**Quoted passage:**
Changes in Florida’s Health Care Surrogate Laws Affect Minors and Adults

This year, the Florida Legislature has made some changes to Florida’s health care surrogate statutes. For example, after October 1, 2015, a person will be able to assign the power to a surrogate to make health care decisions for that person even if the person is not incapacitated. This is a significant change from the prior laws, which generally allowed a health care surrogate to act only after a determination of incapacity had been made.

Because a principal may regain capacity and in some instances, especially with the elderly, may vacillate in and out of capacity, a redetermination of incapacity has frequently been necessary to provide ongoing authorization for the health care surrogate to act. This process can hinder effective and timely assistance and is cumbersome. Further, some competent persons desire the assistance of a health care surrogate with the sometimes complex task of understanding health care treatments and procedures and with making health care decisions. For these reasons, the law was amended.

The bill amends the health care surrogate law to allow a person to designate a health care surrogate, who may act at any time, including while the person is still competent and able to make his or her own decisions. However, if the person is competent, his or her own decisions are controlling over any contrary decision of the surrogate.

Also starting October 1, 2015, the bill creates a means for designating a health care surrogate for the benefit of a minor when the parents, legal custodian, or legal guardian of the minor cannot be timely contacted by a health care provider or are unable to provide consent for medical treatment. This could be particularly useful when parents or guardians are traveling without their minor children.

**Tasks to perform:**
A) Reproduce the part of the Florida health care surrogate article that begins at the words "The bill amends" and stops after "their minor children.".
B) According to the Florida health care surrogate article, why was the law amended to let a surrogate act even when the person is not incapacitated?
C) In the Florida health care surrogate article, whose decision controls when a competent person and the surrogate disagree?
The records that come next have no connection to the Florida health care surrogate article.

**Material provided:**

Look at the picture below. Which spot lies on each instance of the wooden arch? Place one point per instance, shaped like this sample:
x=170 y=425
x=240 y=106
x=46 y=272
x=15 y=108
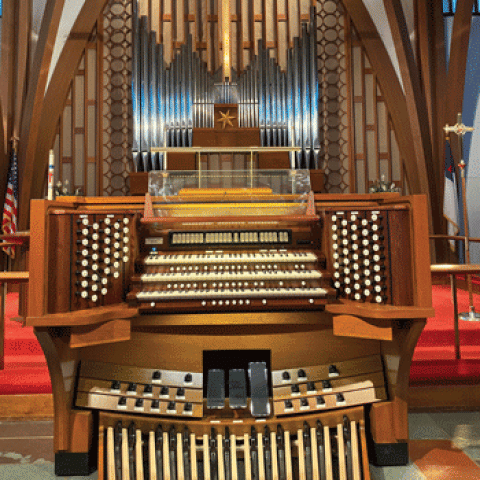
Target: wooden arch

---

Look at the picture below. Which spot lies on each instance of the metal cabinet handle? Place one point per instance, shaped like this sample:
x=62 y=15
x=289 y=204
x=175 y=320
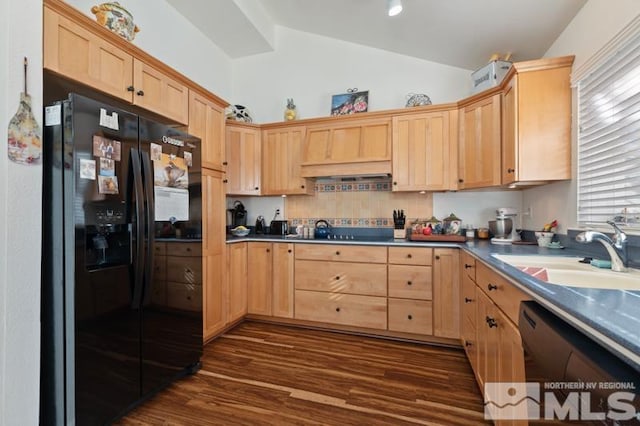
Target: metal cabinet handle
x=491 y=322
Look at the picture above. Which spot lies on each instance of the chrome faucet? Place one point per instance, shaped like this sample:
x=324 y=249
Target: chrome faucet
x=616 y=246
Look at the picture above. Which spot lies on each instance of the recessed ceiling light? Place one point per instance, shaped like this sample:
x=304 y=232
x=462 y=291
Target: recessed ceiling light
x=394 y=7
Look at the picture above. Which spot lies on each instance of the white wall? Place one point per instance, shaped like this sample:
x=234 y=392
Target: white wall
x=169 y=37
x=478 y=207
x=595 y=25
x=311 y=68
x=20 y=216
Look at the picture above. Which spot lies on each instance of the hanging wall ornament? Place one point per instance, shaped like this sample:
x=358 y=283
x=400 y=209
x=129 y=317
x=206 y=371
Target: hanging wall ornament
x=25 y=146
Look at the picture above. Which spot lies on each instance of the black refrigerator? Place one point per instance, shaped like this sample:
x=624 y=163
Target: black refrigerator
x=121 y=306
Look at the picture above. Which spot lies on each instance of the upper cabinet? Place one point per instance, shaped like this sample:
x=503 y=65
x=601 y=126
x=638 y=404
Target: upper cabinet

* * *

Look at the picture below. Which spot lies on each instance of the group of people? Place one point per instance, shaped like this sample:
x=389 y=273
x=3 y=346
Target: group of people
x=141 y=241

**Your written answers:**
A)
The bill amends the health care surrogate law to allow a person to designate a health care surrogate, who may act at any time, including while the person is still competent and able to make his or her own decisions. However, if the person is competent, his or her own decisions are controlling over any contrary decision of the surrogate.

Also starting October 1, 2015, the bill creates a means for designating a health care surrogate for the benefit of a minor when the parents, legal custodian, or legal guardian of the minor cannot be timely contacted by a health care provider or are unable to provide consent for medical treatment. This could be particularly useful when parents or guardians are traveling without their minor children.

B) A principal may regain capacity or, especially among the elderly, move in and out of capacity. That has often made repeated redeterminations of incapacity necessary, which is cumbersome and can hinder timely help. Some competent people also want a surrogate's help understanding treatments and making health care decisions.

C) The competent person's own decision controls over any contrary decision of the surrogate.